**DIRECTIONS FOR THIS TASK**
Below are some records; retype all of them exactly.

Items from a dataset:
------------------------

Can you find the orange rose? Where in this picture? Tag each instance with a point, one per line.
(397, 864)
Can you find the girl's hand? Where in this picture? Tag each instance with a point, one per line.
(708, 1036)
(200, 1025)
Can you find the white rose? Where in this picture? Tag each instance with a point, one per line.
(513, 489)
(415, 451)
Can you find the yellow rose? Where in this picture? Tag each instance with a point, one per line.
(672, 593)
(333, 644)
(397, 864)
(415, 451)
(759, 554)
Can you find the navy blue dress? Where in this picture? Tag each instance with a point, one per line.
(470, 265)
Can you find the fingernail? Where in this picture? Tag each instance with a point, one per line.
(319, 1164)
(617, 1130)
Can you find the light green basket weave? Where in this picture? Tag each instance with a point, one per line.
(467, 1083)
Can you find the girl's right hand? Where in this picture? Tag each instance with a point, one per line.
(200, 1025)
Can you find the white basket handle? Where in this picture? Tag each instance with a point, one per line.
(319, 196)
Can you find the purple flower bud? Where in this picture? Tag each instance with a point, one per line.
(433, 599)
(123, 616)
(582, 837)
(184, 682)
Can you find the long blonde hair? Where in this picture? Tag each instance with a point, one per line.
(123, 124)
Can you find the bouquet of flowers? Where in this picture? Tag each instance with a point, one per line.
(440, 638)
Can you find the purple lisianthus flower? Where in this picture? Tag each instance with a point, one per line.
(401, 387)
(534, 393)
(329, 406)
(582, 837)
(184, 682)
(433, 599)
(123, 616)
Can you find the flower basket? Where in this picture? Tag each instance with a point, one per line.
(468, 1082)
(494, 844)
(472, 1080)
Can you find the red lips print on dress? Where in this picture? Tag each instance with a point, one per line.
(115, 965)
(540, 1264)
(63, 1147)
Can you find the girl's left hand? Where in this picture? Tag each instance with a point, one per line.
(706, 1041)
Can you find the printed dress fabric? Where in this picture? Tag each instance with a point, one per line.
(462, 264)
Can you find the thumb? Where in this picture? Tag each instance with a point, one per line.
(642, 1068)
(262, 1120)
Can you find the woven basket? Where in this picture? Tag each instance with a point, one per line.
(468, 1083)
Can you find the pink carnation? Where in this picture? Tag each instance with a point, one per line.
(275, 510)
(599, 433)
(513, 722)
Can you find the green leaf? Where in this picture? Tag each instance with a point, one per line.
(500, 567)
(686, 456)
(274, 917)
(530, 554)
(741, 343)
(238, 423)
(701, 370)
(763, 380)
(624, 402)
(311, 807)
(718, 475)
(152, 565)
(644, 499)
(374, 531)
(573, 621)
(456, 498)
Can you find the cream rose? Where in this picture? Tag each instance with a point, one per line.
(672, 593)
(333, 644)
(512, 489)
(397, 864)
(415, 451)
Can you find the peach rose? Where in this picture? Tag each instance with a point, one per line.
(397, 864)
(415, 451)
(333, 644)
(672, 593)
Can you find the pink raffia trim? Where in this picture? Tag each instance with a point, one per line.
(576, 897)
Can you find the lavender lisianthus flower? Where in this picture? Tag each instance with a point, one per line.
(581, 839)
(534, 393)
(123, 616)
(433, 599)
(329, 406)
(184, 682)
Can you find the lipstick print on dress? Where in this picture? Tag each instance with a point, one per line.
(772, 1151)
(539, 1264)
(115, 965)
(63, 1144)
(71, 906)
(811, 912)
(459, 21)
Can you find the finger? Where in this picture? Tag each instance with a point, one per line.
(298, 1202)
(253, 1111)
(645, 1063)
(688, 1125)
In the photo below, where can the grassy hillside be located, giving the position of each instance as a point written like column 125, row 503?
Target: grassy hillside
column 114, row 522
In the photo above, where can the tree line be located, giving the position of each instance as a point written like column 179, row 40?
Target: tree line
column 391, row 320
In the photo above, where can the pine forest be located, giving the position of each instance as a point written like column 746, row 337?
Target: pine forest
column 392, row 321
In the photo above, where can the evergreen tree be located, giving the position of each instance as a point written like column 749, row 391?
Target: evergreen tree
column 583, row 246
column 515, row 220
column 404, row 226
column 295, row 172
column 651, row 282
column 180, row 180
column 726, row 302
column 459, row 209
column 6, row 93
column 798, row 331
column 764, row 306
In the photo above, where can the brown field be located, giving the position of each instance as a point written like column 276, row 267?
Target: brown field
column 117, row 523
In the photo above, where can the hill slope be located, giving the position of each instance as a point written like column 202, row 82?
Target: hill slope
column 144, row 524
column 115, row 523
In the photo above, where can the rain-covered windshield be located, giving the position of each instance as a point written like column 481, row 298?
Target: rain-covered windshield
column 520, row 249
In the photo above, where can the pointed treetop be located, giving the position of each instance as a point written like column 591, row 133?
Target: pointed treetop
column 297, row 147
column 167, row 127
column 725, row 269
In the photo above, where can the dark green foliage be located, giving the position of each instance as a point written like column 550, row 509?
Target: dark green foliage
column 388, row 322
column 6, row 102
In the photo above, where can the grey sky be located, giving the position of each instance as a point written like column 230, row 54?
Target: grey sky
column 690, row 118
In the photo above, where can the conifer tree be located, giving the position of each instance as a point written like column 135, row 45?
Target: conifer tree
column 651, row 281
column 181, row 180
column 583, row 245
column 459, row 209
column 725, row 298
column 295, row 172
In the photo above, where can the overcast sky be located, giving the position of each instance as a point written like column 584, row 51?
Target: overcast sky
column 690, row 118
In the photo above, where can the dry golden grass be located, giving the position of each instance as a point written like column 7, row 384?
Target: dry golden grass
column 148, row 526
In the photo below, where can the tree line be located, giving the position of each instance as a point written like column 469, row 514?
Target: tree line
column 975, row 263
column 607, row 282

------------------------

**ANSWER**
Can you find the orange rose? Where in this picture? Tag each instance with a point, one per line.
(397, 864)
Can you find the girl's hand? Where in this picture? Tag each instance with a point, one per line.
(708, 1036)
(200, 1025)
Can you find the white rose? Where in this picture? Tag each instance with a point, one per line.
(513, 489)
(415, 451)
Can you find the yellow rose? Where in this picture? Tag each instance with a point, one per line.
(672, 593)
(333, 644)
(397, 864)
(415, 451)
(759, 554)
Can you find the navy blue dress? Where in this picture? Tag each instance with a point, one per line.
(470, 265)
Can you find the fingernail? Where in this picture? Tag each instance with a point, one per line.
(319, 1164)
(617, 1130)
Can you find the light green basket weave? Where in this picture? Tag each instance with a point, one per line.
(467, 1083)
Can you find the girl's right hand? Where in this picture? Tag each instance with a point, one per line.
(200, 1025)
Can you find the white basket handle? Where in this picture? Tag each instance with a point, one per line.
(319, 196)
Can you find the purple flower bud? Where in this picture? Tag each instance with a point, one per line.
(433, 599)
(123, 616)
(582, 837)
(184, 682)
Can you find the long blonde hair? Where in this picture? Tag each instance with a point, one per line.
(123, 124)
Can you find the bouquet of flowers? Where in this picture? Tag each instance with a point, one per line.
(440, 638)
Can you find the purple lisianthus flower? Where in this picture? Tag each instance with a point, one per line.
(401, 387)
(534, 393)
(329, 406)
(582, 837)
(184, 682)
(433, 599)
(123, 616)
Can you find the flower basket? Where in this picture? Tag each instance with a point, one per line.
(468, 1082)
(494, 844)
(472, 1080)
Can you find the red lips print on dress? Where in this picture? Tag each instance with a point, one per line.
(115, 965)
(540, 1264)
(63, 1147)
Can you find the girl's left hand? Where in this picture? Tag each instance with a point, one per line.
(706, 1041)
Can you find the printed dress fabric? Where in this picture? Tag each instance with a point, one per line.
(462, 264)
Can you find the thumb? Where in this picture? Tag each instance with a point, one per line.
(642, 1068)
(262, 1120)
Can you find the woven basket? Where in this picture? Tag each instance with a point, one per line.
(468, 1083)
Can you find the pink carnation? Where in this picture? Tag each instance with a point, one per line.
(275, 510)
(599, 433)
(513, 722)
Can you find the green leaf? Where in this picture? Tag each instance with a point, one per line.
(500, 567)
(686, 456)
(274, 917)
(530, 554)
(741, 343)
(238, 423)
(701, 370)
(763, 380)
(624, 402)
(311, 807)
(718, 475)
(152, 565)
(644, 499)
(374, 531)
(573, 621)
(456, 498)
Can you find the cream rose? Where in this picture? Tag each instance with a point, one per line.
(672, 593)
(333, 644)
(512, 489)
(397, 864)
(415, 451)
Can you find the peach rose? Where in this picture? Tag each instance with a point, one per line.
(397, 864)
(415, 451)
(333, 644)
(672, 593)
Can you find the pink raffia trim? Where in this picture? Tag each instance with a point, one per line.
(576, 897)
Can you find the lavender lisianthus flower? Where in this picture? Tag each instance with a point, one per line.
(581, 839)
(534, 393)
(123, 616)
(433, 599)
(329, 406)
(184, 682)
Can you find the lipstick print on dress? Where in this picture? Tag each instance with a point, one per line.
(772, 1151)
(539, 1264)
(115, 965)
(63, 1144)
(71, 906)
(811, 912)
(459, 21)
Can you find the finger? Where in this picture? Tag each instance with a point, one per line.
(298, 1202)
(253, 1111)
(645, 1063)
(688, 1125)
In the photo below, where can the grassy hillside be located, giving the position of each instance as a point written like column 125, row 503?
Target: grassy hillside
column 114, row 522
In the photo above, where can the tree line be located, giving the position of each instance as a point written like column 179, row 40?
Target: tree line
column 391, row 320
In the photo above, where can the pine forest be located, giving the position of each instance as a point written like column 746, row 337?
Target: pine forest
column 392, row 321
In the photo above, where can the evergreen tree be located, giving the position of each instance as a point written like column 749, row 391?
Target: evergreen tree
column 583, row 246
column 515, row 220
column 404, row 226
column 295, row 172
column 651, row 282
column 180, row 180
column 726, row 302
column 459, row 209
column 6, row 93
column 798, row 331
column 764, row 306
In the photo above, where can the brown field be located, giving the position of each instance as a point written like column 276, row 267?
Target: brown field
column 117, row 523
In the photo above, where can the hill slope be located, giving the position of each instance as a point written like column 202, row 82?
Target: hill slope
column 144, row 524
column 115, row 523
In the photo above, where can the rain-covered windshield be located, giving the position of each instance as a point written like column 481, row 298?
Target: rain-covered windshield
column 520, row 249
In the photo above, where can the pointed treetop be located, giving the position of each instance as a point written like column 591, row 133?
Target: pointed treetop
column 297, row 147
column 167, row 127
column 725, row 269
In the photo above, where can the dark green foliage be located, giving the position of each instance as a point written like column 550, row 509?
Target: dark green foliage
column 388, row 322
column 6, row 102
In the photo above, where can the grey sky be located, giving the position of each instance as a point written like column 230, row 54?
Target: grey sky
column 690, row 118
In the photo above, where can the conifer tree be located, giving the position of each instance as a point written like column 135, row 45?
Target: conifer tree
column 651, row 281
column 181, row 180
column 583, row 245
column 459, row 209
column 725, row 298
column 295, row 172
In the photo above, where can the overcast sky be located, giving the position of each instance as a point written like column 584, row 51?
Target: overcast sky
column 690, row 118
In the photo above, where can the dry golden grass be located, giving the position of each instance as a point written like column 7, row 384?
Target: dry golden grass
column 148, row 526
In the photo below, where can the tree line be located, giving the position of each instance as a point written like column 469, row 514?
Target: tree line
column 975, row 263
column 607, row 282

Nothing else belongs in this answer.